Extinction Song (Citadel Theatre 2009, directed by Jenkins, starring Ron Pederson) is the story of an abused young boy who takes refuge from reality by reincarnating himself as a wolf. It won an Elizabeth Sterling Haynes Award for outstanding production and outstanding new play.

In 1999, Ron Jenkins directed the acclaimed cabaret-style piece, The Black Rider, The Casting Of The Magic Bullets at the New York Fringe Festival (produced by Corinne Kessel and Michael Scholar Jr. for November Theatre). The Black Rider was adapted by Tom Waits, William Burroughs and director Robert Wilson from a traditional German story, in which a young man bargains with the devil for seven magic bullets in order to win the woman he loves. In 2000, The Black Rider toured to the Winnipeg Fringe Festival and back to the Edmonton Fringe Festival (where it had premiered in its original version in 1998, directed by Michael Scholar Jr.), and enjoyed an extended run at the Roxy Theatre (Sterling Award for Best Fringe Production). Since 2004, November Theatre has produced the play in theatres across Canada: Theatre Network, Persephone Theatre, Ground Zero Theatre, PuSh International Performing Arts Festival and Intrepid Theatre. In 2006, The Black Rider was remounted for the Magnetic North Theatre Festival. In 2008, it returned to Vancouver with a run at the Arts Club Theatre, co-presented by the PuSh Festival. The show was retired in the fall of 2008 after a six-week sold-out run at Tarragon Theatre. The Black Rider has made Canadian theatre history: it became the only show to have ever been honoured by the Jessie Richardson Awards, the Betty Mitchell Awards, the Sterling Awards, and the Dora Mavor Moore Awards.

The Black Rider
The Black Rider, Theatre Network 2004.
Michael Scholar Jr (top) and Kevin Corey.
Photo by Ian Jackson, Epic Photography Inc.

From 2000 to 2007, Ron Jenkins was Artistic Director of Workshop West Theatre, where he premiered new Canadian plays every season, often acting as dramaturg. At Workshop West, he directed Respectable (2001) and 17 Dogs (2003) by Ron Chambers; Mary's Wedding by Stephen Massicotte; Apple by Vern Thiessen (2002); and Mesa by Doug Curtis.

| What is needed |
Write the next part of the passage on Ron Jenkins's theater career, picking up after its last sentence.

| Provided information |
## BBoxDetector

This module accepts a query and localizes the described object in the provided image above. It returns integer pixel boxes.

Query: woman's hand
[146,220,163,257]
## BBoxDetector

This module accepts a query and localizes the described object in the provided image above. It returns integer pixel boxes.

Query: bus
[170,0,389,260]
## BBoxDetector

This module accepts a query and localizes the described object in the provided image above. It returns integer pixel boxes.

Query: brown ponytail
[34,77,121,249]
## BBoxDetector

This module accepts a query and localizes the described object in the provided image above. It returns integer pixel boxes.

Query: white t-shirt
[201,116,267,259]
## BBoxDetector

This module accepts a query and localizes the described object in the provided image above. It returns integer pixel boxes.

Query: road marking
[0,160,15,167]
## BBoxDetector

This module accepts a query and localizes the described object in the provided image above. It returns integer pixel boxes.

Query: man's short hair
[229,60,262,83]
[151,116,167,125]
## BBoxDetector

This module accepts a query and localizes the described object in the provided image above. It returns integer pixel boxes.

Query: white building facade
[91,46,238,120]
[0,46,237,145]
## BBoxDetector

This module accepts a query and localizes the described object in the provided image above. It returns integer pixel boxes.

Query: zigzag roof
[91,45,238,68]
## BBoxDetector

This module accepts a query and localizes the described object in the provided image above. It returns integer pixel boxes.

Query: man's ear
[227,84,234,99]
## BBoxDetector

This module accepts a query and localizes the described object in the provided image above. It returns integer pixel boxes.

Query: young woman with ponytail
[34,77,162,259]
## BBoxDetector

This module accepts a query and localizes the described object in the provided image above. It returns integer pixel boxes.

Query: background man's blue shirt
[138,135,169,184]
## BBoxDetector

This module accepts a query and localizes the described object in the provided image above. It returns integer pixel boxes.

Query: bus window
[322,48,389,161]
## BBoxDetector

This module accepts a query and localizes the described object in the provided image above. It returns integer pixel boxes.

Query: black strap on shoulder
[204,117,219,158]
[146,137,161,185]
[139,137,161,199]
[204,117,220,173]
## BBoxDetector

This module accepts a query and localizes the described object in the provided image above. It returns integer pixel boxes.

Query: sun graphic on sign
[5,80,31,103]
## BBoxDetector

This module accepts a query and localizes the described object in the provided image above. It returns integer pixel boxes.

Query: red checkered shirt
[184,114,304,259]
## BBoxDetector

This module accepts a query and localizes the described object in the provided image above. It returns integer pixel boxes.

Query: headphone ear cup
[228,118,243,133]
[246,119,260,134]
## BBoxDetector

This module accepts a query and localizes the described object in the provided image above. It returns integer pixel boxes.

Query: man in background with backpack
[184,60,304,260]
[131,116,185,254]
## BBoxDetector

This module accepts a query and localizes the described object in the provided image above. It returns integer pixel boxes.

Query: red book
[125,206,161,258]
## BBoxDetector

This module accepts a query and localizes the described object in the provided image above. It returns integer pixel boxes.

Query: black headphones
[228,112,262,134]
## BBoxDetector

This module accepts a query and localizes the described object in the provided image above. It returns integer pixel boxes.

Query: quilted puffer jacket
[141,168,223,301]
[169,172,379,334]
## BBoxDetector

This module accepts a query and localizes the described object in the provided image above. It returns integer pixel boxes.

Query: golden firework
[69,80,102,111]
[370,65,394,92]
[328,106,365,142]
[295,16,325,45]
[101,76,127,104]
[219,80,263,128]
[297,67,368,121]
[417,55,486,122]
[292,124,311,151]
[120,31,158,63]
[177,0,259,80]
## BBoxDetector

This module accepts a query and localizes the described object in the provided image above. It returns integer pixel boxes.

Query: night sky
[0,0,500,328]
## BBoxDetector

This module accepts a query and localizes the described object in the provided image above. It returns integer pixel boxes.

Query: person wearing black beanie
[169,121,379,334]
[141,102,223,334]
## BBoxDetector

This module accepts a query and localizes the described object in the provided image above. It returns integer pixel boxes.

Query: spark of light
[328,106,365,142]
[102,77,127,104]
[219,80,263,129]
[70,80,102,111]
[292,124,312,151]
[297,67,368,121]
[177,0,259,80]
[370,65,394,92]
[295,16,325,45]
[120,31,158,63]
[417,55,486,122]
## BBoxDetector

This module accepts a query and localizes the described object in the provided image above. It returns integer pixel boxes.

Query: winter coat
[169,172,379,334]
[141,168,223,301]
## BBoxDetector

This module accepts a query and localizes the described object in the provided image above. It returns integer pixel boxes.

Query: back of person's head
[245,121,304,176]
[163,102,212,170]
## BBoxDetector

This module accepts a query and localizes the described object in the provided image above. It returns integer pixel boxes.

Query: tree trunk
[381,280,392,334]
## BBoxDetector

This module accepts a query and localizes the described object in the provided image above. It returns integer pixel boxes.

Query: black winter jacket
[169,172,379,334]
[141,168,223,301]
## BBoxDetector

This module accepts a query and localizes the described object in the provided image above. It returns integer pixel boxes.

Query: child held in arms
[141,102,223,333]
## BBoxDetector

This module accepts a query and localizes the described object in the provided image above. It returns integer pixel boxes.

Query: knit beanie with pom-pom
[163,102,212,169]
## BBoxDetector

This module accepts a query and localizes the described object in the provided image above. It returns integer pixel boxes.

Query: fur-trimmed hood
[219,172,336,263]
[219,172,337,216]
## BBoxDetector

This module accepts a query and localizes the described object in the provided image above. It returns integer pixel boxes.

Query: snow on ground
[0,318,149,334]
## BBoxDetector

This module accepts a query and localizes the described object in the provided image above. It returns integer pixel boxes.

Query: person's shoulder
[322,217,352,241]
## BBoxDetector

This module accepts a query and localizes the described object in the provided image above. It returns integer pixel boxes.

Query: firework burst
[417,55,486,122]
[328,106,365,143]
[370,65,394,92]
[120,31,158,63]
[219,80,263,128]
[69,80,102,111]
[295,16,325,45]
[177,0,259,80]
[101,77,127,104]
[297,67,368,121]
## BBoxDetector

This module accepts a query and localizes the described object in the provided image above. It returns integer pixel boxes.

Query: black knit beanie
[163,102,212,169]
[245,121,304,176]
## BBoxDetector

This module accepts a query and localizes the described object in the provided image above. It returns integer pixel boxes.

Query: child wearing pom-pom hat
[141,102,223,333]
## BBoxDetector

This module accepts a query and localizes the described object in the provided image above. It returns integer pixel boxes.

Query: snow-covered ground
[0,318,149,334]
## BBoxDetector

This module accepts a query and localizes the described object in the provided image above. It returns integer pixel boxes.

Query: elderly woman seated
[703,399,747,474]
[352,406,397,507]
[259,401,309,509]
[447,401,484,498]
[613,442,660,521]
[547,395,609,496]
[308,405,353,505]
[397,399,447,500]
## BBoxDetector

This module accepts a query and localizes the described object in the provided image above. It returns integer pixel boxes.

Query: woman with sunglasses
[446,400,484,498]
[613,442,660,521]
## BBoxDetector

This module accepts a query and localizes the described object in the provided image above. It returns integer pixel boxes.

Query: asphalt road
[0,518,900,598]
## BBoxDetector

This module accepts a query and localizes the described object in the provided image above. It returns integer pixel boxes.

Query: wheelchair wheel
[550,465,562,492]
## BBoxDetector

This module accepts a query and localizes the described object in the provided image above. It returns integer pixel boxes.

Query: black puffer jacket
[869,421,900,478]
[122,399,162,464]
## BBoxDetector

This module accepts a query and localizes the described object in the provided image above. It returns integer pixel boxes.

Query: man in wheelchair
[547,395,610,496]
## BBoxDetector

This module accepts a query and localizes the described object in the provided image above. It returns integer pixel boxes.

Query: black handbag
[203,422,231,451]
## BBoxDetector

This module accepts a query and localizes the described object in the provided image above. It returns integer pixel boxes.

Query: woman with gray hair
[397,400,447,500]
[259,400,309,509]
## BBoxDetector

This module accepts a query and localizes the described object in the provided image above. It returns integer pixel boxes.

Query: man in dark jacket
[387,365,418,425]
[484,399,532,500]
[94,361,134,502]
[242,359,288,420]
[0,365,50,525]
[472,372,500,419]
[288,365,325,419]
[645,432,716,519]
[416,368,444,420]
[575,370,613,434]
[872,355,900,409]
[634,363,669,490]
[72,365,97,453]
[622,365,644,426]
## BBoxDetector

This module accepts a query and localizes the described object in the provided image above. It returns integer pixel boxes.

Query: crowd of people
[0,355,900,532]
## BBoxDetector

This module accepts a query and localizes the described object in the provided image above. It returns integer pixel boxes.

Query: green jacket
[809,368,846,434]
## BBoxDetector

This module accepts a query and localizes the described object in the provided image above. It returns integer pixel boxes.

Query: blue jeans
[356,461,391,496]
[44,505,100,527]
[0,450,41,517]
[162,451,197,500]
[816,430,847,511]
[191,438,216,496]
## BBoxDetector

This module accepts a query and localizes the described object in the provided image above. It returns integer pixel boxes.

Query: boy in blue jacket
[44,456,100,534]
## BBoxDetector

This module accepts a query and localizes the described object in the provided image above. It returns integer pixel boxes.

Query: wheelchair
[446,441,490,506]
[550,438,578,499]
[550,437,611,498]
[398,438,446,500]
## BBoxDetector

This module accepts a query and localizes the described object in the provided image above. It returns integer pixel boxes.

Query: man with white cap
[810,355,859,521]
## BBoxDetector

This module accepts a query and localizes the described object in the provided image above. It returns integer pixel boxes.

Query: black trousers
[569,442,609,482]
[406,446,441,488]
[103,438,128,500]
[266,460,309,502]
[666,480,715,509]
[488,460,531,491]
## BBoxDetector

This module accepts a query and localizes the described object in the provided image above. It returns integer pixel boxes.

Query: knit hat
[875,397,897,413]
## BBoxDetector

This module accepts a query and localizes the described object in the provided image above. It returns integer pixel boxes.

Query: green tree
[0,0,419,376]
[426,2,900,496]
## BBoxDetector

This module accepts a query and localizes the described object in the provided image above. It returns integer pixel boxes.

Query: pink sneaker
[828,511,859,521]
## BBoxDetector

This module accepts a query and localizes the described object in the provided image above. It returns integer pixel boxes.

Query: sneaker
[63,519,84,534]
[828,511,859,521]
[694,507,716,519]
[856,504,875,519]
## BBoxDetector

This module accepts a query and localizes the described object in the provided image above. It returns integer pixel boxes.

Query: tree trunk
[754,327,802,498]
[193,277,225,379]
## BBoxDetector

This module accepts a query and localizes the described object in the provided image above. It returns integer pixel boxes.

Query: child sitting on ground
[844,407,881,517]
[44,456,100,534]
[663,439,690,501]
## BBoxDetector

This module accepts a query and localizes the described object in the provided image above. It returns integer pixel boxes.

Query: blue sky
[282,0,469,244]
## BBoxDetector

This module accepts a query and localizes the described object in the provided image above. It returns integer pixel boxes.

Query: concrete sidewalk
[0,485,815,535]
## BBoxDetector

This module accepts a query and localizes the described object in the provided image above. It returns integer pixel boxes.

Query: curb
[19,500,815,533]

* * *

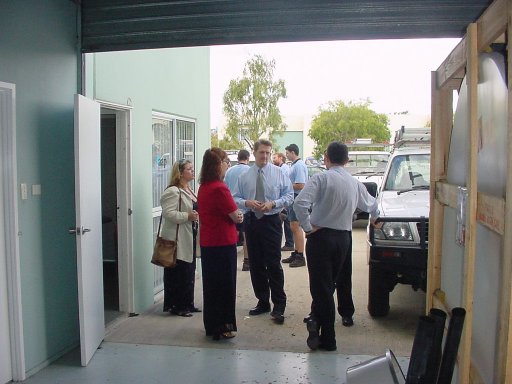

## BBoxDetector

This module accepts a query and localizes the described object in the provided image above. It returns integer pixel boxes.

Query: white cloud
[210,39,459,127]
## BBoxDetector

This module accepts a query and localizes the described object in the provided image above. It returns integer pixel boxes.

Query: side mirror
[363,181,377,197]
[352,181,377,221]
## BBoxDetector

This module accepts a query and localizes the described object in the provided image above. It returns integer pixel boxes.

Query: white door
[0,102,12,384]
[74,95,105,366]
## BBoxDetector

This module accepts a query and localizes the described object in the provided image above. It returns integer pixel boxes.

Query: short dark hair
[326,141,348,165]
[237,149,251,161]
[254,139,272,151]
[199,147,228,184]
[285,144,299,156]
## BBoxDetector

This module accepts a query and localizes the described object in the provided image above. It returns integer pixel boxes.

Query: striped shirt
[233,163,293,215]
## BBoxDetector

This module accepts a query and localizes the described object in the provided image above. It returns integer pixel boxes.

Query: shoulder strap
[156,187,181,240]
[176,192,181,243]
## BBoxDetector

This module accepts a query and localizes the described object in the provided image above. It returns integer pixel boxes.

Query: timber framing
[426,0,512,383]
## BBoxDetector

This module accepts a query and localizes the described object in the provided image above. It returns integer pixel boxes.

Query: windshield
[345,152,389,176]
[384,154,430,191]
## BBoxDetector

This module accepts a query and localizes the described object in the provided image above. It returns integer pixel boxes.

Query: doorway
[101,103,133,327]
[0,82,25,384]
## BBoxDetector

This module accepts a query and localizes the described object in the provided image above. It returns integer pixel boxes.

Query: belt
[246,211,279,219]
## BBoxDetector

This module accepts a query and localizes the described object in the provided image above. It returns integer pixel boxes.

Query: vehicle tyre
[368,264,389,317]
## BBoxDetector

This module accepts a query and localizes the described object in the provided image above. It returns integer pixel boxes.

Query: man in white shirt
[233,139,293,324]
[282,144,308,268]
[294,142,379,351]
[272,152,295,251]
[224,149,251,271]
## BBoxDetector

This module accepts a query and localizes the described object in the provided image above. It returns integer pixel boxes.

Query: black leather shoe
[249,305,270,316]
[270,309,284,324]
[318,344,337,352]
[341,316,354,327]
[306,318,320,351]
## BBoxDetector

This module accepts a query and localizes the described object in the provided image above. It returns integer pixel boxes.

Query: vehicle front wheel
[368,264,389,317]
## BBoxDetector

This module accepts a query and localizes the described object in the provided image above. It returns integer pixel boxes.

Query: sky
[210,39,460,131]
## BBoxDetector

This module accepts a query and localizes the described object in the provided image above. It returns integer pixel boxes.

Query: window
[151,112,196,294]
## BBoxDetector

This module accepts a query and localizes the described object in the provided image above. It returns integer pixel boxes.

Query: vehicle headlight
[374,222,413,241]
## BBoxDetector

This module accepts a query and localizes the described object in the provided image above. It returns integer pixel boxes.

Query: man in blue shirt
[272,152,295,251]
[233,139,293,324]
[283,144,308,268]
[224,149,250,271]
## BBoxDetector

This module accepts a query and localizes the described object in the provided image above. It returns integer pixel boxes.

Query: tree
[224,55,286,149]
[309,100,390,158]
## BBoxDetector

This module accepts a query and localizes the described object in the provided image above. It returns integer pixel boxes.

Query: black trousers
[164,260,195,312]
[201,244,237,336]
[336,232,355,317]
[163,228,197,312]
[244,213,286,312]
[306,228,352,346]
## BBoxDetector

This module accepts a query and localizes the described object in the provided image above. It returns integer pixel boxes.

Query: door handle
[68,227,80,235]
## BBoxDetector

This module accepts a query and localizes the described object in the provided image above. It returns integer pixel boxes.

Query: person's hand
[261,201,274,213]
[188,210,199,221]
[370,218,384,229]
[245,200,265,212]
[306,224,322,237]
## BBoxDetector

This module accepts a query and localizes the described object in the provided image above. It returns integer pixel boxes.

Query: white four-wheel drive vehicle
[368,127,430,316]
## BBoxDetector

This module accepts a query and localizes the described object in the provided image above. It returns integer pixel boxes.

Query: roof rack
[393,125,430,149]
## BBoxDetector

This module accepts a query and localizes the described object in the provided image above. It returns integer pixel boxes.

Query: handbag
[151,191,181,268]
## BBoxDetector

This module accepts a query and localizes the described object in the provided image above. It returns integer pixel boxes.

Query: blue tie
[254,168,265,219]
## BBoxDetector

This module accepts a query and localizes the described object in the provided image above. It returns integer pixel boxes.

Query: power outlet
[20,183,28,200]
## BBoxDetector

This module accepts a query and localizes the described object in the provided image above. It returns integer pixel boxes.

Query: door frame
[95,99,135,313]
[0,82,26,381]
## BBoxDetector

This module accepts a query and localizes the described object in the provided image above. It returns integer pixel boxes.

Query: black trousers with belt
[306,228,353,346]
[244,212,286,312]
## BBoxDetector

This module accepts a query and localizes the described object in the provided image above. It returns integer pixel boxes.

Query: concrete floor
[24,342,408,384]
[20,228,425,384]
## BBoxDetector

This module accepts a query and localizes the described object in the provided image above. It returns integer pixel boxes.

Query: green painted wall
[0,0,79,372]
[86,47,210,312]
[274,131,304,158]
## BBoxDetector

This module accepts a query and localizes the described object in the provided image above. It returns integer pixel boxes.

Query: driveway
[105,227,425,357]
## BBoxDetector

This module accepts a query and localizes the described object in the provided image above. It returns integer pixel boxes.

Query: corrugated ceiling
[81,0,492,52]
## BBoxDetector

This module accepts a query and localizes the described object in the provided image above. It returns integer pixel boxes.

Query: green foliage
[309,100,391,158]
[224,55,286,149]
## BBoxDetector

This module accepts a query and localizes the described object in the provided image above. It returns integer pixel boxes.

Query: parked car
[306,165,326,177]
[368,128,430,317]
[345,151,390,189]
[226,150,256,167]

| Task result |
Other diverse directing credits include: The Forbidden Phoenix by Marty Chan (Citadel 2008); BASH’d by Chris Craddock and Nathan Cuckow (2008, which toured extensively, including a stint in New York); Any Night by Daniel Arnold and Medina Hahn (Touchstone Theatre 2009); The Red Priest, The Blue Light, and Nisei Blue by Mieko Ouchi playRites 2003, 2006, 2011); The Trespassers by Morris Panych (Belfry Theatre 2010); True Love Lies by Brad Fraser (Citadel 2011); Chicago (Mayfield Dinner Theatre 2012); Next to Normal (Citadel 2012); Stopheart by Amy Lee Lavoie (Factory Theatre 2013); Diligent River Daughter by Scott Burke (Ship's Company Theatre 2013).

For the Alberta Theatre Projects' production of Playing with Fire: The Theo Fleury Story by Kirstie McLellan Day (2012), he "rehearsed" with actor Shaun Smyth on a hockey rink for the production on a small on-stage rink of synthetic ice.

In March 2016, he directed Turn of the Screw for Vertigo Theatre, and in February 2017, he directed a high-energy and hilarious interpretation of The Government Inspector in pantomime style at the University of Alberta Studio Theatre. He directed a newly conceptualized revival of Metis Mutt by Sheldon Elter to great effect in 2017 (Native Earth Performing Arts 2017; Theatre Network 2018).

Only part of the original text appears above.